• PROVIDED ENTRIES:
>>>

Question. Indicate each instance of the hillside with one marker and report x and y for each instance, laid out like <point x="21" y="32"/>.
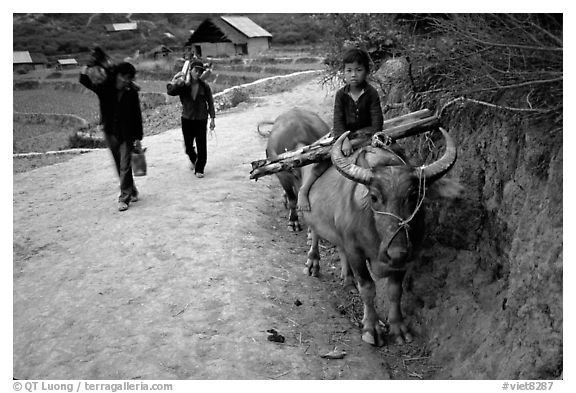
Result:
<point x="75" y="34"/>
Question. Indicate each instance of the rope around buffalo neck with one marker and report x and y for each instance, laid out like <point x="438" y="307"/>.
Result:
<point x="404" y="224"/>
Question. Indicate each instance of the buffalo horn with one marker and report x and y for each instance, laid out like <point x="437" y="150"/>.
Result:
<point x="438" y="168"/>
<point x="346" y="167"/>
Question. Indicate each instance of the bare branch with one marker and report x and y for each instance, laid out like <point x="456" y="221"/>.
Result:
<point x="507" y="45"/>
<point x="508" y="108"/>
<point x="552" y="36"/>
<point x="516" y="23"/>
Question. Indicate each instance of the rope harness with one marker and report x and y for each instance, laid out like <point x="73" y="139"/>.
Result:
<point x="384" y="142"/>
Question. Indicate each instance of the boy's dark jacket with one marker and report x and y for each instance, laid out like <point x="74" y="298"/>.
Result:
<point x="122" y="118"/>
<point x="197" y="109"/>
<point x="352" y="116"/>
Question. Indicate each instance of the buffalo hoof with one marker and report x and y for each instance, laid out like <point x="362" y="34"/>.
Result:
<point x="349" y="285"/>
<point x="295" y="226"/>
<point x="400" y="333"/>
<point x="312" y="268"/>
<point x="374" y="336"/>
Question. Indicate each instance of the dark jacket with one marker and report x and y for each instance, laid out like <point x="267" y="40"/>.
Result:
<point x="352" y="116"/>
<point x="194" y="109"/>
<point x="120" y="113"/>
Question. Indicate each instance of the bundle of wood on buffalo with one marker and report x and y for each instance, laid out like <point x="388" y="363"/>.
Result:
<point x="396" y="128"/>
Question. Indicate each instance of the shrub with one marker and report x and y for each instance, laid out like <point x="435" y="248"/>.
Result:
<point x="86" y="141"/>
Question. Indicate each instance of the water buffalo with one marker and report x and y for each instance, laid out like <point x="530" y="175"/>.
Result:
<point x="369" y="206"/>
<point x="291" y="130"/>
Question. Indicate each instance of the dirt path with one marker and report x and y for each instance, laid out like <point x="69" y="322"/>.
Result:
<point x="185" y="283"/>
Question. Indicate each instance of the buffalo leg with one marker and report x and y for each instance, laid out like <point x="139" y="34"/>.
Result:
<point x="313" y="262"/>
<point x="372" y="332"/>
<point x="290" y="200"/>
<point x="346" y="273"/>
<point x="398" y="328"/>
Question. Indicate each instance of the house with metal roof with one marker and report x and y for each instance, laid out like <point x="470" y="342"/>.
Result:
<point x="66" y="64"/>
<point x="130" y="26"/>
<point x="26" y="61"/>
<point x="229" y="36"/>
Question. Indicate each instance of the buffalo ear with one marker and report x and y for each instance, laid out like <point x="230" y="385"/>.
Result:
<point x="446" y="188"/>
<point x="361" y="159"/>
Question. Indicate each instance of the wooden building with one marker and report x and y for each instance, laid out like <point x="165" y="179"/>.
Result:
<point x="228" y="36"/>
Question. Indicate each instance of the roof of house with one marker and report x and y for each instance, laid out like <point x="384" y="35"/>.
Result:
<point x="25" y="57"/>
<point x="160" y="48"/>
<point x="237" y="29"/>
<point x="246" y="26"/>
<point x="67" y="62"/>
<point x="22" y="57"/>
<point x="122" y="26"/>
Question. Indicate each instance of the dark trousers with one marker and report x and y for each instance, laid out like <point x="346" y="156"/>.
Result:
<point x="195" y="130"/>
<point x="122" y="154"/>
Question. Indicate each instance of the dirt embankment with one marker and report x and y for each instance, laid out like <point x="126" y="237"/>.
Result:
<point x="487" y="292"/>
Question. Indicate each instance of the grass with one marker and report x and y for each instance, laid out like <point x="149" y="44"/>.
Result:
<point x="152" y="78"/>
<point x="39" y="137"/>
<point x="48" y="100"/>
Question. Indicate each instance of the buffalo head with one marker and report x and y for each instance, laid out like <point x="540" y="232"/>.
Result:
<point x="394" y="193"/>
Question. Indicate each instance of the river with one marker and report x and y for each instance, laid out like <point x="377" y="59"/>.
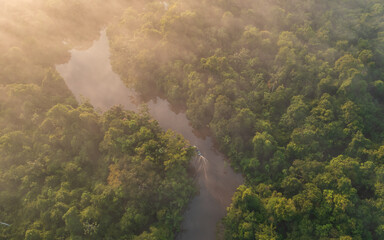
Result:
<point x="88" y="74"/>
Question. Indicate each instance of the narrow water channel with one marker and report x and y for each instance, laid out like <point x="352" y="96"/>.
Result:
<point x="89" y="74"/>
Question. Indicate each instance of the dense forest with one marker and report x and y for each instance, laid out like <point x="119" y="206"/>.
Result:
<point x="293" y="92"/>
<point x="67" y="171"/>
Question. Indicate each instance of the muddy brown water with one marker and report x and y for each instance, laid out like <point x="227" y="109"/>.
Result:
<point x="88" y="74"/>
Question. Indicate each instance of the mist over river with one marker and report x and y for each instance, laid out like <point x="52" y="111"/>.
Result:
<point x="88" y="74"/>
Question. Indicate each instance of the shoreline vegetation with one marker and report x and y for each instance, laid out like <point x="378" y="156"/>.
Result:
<point x="66" y="171"/>
<point x="293" y="93"/>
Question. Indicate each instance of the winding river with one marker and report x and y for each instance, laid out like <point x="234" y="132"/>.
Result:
<point x="88" y="74"/>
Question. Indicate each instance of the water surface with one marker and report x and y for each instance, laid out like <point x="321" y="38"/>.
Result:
<point x="89" y="74"/>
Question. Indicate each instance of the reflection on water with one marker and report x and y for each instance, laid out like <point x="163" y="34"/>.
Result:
<point x="89" y="74"/>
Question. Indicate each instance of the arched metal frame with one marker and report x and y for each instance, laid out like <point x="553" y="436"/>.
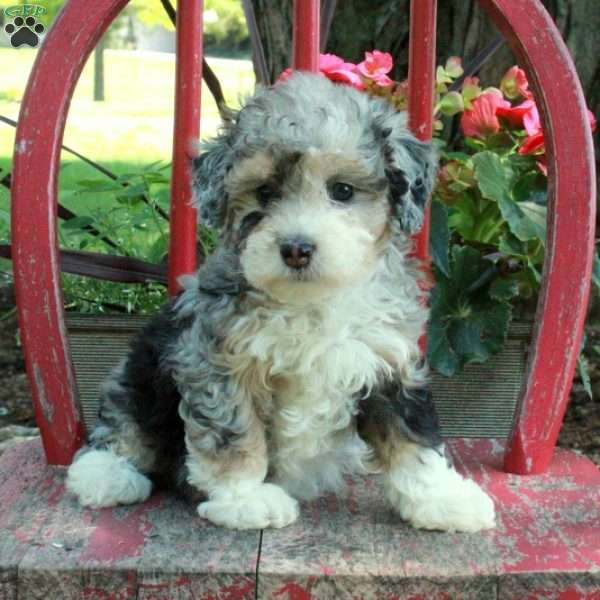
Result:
<point x="571" y="200"/>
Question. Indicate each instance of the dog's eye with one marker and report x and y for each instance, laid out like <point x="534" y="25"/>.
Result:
<point x="341" y="192"/>
<point x="266" y="192"/>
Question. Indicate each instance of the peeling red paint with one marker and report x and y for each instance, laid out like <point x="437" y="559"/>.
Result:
<point x="293" y="591"/>
<point x="115" y="538"/>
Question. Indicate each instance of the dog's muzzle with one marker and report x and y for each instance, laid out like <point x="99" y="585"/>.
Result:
<point x="297" y="253"/>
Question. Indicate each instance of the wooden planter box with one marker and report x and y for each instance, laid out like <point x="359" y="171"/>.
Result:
<point x="480" y="402"/>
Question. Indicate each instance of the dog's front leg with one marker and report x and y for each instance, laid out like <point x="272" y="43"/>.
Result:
<point x="227" y="459"/>
<point x="402" y="427"/>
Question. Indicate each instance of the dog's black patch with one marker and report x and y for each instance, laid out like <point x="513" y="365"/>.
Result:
<point x="411" y="411"/>
<point x="398" y="186"/>
<point x="24" y="32"/>
<point x="249" y="222"/>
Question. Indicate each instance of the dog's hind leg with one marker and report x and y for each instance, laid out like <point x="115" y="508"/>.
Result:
<point x="109" y="471"/>
<point x="227" y="460"/>
<point x="421" y="484"/>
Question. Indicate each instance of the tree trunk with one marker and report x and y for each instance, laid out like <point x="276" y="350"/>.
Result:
<point x="274" y="22"/>
<point x="99" y="72"/>
<point x="463" y="30"/>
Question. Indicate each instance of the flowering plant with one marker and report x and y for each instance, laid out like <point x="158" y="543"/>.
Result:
<point x="488" y="212"/>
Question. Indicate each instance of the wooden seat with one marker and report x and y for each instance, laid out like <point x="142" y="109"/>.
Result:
<point x="561" y="310"/>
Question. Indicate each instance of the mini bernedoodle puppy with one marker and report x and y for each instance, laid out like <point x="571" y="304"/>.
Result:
<point x="292" y="358"/>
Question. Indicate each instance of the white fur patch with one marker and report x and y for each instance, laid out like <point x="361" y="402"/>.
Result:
<point x="246" y="505"/>
<point x="430" y="494"/>
<point x="100" y="478"/>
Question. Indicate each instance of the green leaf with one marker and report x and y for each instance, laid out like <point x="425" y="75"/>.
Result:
<point x="531" y="187"/>
<point x="80" y="222"/>
<point x="494" y="182"/>
<point x="470" y="312"/>
<point x="439" y="236"/>
<point x="439" y="352"/>
<point x="504" y="289"/>
<point x="98" y="185"/>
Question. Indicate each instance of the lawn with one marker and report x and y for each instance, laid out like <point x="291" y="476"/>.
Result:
<point x="133" y="127"/>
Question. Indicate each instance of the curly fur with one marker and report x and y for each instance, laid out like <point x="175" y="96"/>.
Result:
<point x="262" y="383"/>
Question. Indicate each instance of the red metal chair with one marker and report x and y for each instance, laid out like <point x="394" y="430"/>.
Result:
<point x="571" y="199"/>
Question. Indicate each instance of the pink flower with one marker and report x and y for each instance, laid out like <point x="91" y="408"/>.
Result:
<point x="592" y="120"/>
<point x="334" y="68"/>
<point x="285" y="75"/>
<point x="534" y="142"/>
<point x="481" y="120"/>
<point x="376" y="66"/>
<point x="515" y="84"/>
<point x="515" y="114"/>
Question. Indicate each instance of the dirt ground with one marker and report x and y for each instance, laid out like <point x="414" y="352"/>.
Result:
<point x="581" y="429"/>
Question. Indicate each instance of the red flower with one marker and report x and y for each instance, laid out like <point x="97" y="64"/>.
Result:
<point x="334" y="68"/>
<point x="481" y="120"/>
<point x="515" y="114"/>
<point x="376" y="66"/>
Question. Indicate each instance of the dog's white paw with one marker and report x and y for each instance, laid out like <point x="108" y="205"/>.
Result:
<point x="100" y="478"/>
<point x="432" y="495"/>
<point x="256" y="507"/>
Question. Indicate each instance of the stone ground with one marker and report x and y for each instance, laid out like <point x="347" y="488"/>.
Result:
<point x="581" y="429"/>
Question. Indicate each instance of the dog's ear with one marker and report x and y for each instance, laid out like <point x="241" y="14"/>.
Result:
<point x="410" y="167"/>
<point x="208" y="175"/>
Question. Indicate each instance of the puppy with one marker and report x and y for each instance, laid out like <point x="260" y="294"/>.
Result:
<point x="292" y="358"/>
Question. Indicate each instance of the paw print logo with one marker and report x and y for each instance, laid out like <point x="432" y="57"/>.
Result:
<point x="24" y="32"/>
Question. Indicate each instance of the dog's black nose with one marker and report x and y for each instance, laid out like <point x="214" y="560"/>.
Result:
<point x="297" y="253"/>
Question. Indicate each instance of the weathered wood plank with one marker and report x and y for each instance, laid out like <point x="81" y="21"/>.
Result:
<point x="357" y="547"/>
<point x="352" y="546"/>
<point x="160" y="549"/>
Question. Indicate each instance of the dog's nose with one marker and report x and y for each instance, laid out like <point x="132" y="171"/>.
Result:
<point x="297" y="253"/>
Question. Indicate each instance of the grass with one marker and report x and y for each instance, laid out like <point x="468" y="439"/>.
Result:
<point x="131" y="129"/>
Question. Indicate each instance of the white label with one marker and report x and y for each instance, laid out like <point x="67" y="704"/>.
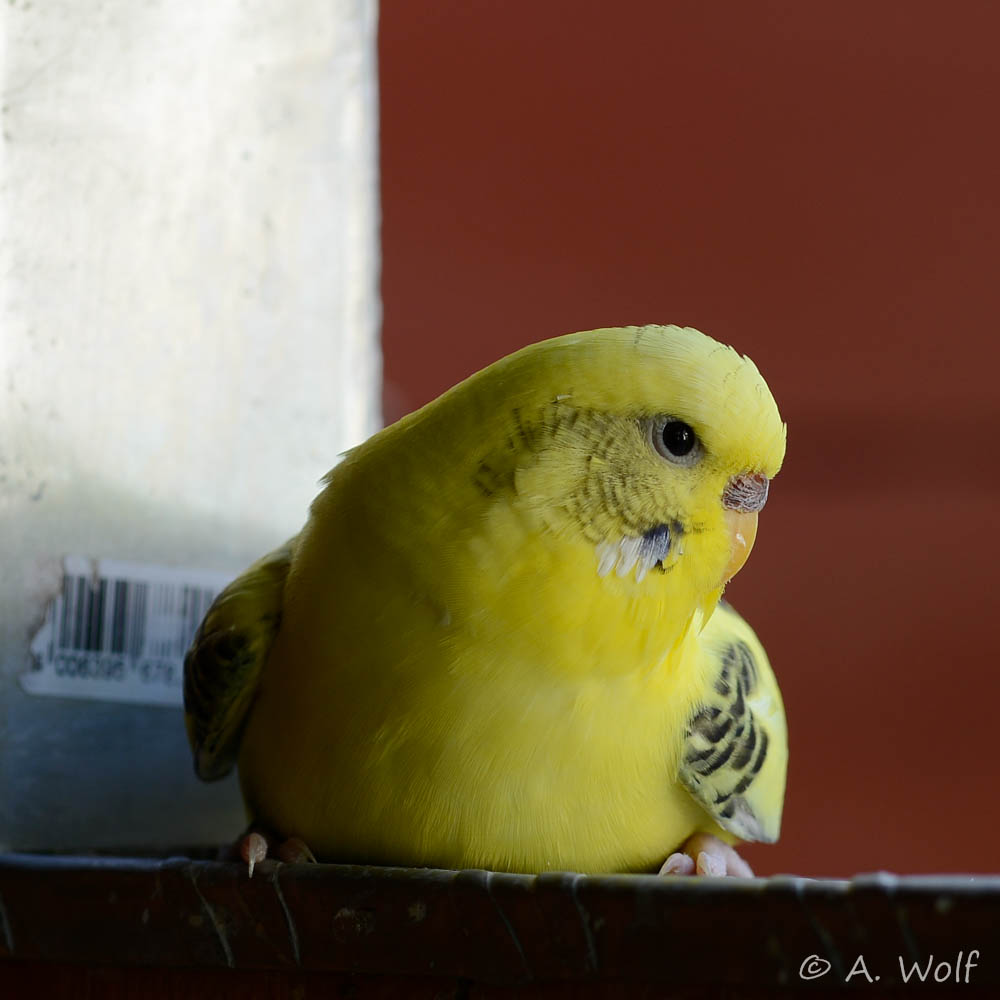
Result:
<point x="118" y="631"/>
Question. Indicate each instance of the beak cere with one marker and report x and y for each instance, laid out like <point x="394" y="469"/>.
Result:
<point x="746" y="492"/>
<point x="742" y="498"/>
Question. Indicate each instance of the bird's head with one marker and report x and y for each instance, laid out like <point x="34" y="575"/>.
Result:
<point x="652" y="446"/>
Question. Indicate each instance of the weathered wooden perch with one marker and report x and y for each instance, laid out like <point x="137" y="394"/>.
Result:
<point x="480" y="933"/>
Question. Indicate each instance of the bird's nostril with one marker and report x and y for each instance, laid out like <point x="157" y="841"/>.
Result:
<point x="746" y="492"/>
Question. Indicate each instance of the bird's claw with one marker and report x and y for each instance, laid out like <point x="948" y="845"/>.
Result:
<point x="704" y="854"/>
<point x="255" y="846"/>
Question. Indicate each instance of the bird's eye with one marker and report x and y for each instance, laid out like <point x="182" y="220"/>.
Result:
<point x="676" y="441"/>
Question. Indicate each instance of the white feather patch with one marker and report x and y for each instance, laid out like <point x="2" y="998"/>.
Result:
<point x="630" y="553"/>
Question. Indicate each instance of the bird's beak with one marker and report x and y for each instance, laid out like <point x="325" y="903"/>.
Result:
<point x="742" y="499"/>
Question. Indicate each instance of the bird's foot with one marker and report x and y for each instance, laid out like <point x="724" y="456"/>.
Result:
<point x="256" y="845"/>
<point x="703" y="854"/>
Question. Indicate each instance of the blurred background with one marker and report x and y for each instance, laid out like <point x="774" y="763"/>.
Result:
<point x="816" y="184"/>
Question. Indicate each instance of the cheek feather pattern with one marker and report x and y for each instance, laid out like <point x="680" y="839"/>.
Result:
<point x="642" y="553"/>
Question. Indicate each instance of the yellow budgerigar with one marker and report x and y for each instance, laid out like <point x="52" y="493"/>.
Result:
<point x="498" y="641"/>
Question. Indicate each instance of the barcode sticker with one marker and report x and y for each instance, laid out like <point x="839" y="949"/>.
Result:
<point x="118" y="631"/>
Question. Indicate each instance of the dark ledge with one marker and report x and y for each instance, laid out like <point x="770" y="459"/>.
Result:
<point x="497" y="929"/>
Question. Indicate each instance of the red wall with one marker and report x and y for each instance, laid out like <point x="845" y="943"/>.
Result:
<point x="818" y="185"/>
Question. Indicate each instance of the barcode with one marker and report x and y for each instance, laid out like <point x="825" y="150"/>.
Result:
<point x="119" y="631"/>
<point x="127" y="617"/>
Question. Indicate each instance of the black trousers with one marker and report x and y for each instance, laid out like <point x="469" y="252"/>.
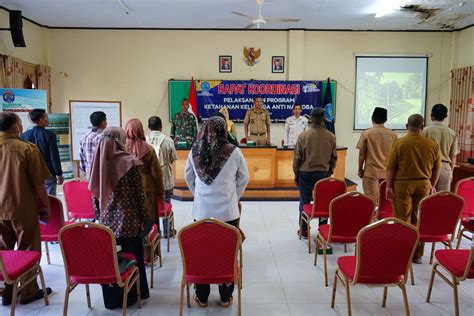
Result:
<point x="306" y="181"/>
<point x="113" y="295"/>
<point x="225" y="290"/>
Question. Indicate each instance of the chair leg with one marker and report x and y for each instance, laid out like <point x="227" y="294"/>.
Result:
<point x="432" y="252"/>
<point x="384" y="300"/>
<point x="187" y="295"/>
<point x="181" y="299"/>
<point x="66" y="300"/>
<point x="14" y="297"/>
<point x="325" y="264"/>
<point x="456" y="299"/>
<point x="333" y="298"/>
<point x="405" y="299"/>
<point x="88" y="296"/>
<point x="412" y="275"/>
<point x="348" y="298"/>
<point x="47" y="252"/>
<point x="316" y="251"/>
<point x="43" y="285"/>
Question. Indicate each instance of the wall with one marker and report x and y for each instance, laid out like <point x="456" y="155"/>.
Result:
<point x="134" y="66"/>
<point x="36" y="39"/>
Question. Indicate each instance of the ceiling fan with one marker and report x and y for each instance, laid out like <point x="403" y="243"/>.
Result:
<point x="259" y="21"/>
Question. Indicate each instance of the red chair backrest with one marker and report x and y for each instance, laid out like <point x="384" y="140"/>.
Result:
<point x="209" y="248"/>
<point x="78" y="198"/>
<point x="349" y="213"/>
<point x="56" y="218"/>
<point x="384" y="205"/>
<point x="89" y="250"/>
<point x="325" y="190"/>
<point x="439" y="213"/>
<point x="385" y="249"/>
<point x="465" y="188"/>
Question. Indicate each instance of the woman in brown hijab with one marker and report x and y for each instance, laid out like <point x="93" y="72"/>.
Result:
<point x="150" y="169"/>
<point x="120" y="203"/>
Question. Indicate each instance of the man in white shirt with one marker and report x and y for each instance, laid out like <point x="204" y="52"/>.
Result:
<point x="294" y="126"/>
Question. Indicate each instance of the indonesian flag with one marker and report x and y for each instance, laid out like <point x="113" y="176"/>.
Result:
<point x="192" y="100"/>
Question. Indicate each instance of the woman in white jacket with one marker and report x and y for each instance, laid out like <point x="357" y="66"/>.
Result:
<point x="217" y="174"/>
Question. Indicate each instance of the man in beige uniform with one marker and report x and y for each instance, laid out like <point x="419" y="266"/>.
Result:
<point x="448" y="145"/>
<point x="22" y="194"/>
<point x="374" y="145"/>
<point x="257" y="120"/>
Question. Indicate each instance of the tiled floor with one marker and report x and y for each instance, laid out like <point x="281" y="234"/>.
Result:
<point x="279" y="278"/>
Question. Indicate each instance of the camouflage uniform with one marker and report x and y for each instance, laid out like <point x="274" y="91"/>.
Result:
<point x="183" y="128"/>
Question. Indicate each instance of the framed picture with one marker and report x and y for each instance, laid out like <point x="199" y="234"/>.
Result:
<point x="278" y="64"/>
<point x="225" y="63"/>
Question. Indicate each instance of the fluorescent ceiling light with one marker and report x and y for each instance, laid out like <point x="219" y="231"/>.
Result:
<point x="385" y="7"/>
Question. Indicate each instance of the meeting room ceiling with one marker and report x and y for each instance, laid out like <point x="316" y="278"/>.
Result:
<point x="392" y="15"/>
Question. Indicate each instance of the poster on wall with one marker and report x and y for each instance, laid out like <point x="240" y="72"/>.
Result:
<point x="23" y="101"/>
<point x="59" y="124"/>
<point x="238" y="95"/>
<point x="80" y="119"/>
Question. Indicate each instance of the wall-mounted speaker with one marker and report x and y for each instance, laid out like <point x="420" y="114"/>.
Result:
<point x="16" y="28"/>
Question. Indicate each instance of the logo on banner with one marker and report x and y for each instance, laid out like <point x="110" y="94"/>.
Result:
<point x="251" y="55"/>
<point x="310" y="87"/>
<point x="8" y="97"/>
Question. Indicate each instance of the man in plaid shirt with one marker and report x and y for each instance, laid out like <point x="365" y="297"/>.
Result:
<point x="89" y="142"/>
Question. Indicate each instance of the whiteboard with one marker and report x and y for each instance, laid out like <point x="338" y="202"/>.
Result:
<point x="80" y="112"/>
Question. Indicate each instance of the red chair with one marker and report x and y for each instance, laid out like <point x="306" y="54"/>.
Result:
<point x="384" y="206"/>
<point x="166" y="211"/>
<point x="459" y="263"/>
<point x="384" y="253"/>
<point x="90" y="257"/>
<point x="438" y="217"/>
<point x="325" y="190"/>
<point x="348" y="214"/>
<point x="209" y="250"/>
<point x="18" y="268"/>
<point x="153" y="240"/>
<point x="465" y="188"/>
<point x="78" y="200"/>
<point x="50" y="231"/>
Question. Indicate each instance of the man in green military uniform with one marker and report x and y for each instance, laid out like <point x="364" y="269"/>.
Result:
<point x="257" y="121"/>
<point x="184" y="125"/>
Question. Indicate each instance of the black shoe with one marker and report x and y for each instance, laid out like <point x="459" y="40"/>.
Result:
<point x="38" y="296"/>
<point x="7" y="299"/>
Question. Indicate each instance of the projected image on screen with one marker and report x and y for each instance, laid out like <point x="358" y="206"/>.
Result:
<point x="395" y="83"/>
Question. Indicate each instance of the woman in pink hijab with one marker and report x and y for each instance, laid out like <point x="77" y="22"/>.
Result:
<point x="150" y="169"/>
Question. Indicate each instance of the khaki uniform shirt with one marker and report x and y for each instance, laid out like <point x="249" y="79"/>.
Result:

<<<

Reproduce word for word the part of the items that begins with the line containing "Question. Indicate each instance of the black shoe" and runs through the end of the items, including both the first and last lines.

Question. Indicate each instance of the black shoe with one marker and report x and y for each instance, laid out like <point x="459" y="40"/>.
Result:
<point x="38" y="296"/>
<point x="7" y="299"/>
Question. Indicate each instance of the projected image on screen with one marker and report x and y for each instance, laid out like <point x="358" y="206"/>.
Result:
<point x="395" y="83"/>
Question. Indicate each instance of the woman in pink hijab with one marker and report x and y for each instance, laid out like <point x="77" y="22"/>.
Result:
<point x="150" y="169"/>
Question. Indicate each instance of the khaki uniform shirt with one marker and report x and y for each instance, laid out like <point x="249" y="79"/>.
Result:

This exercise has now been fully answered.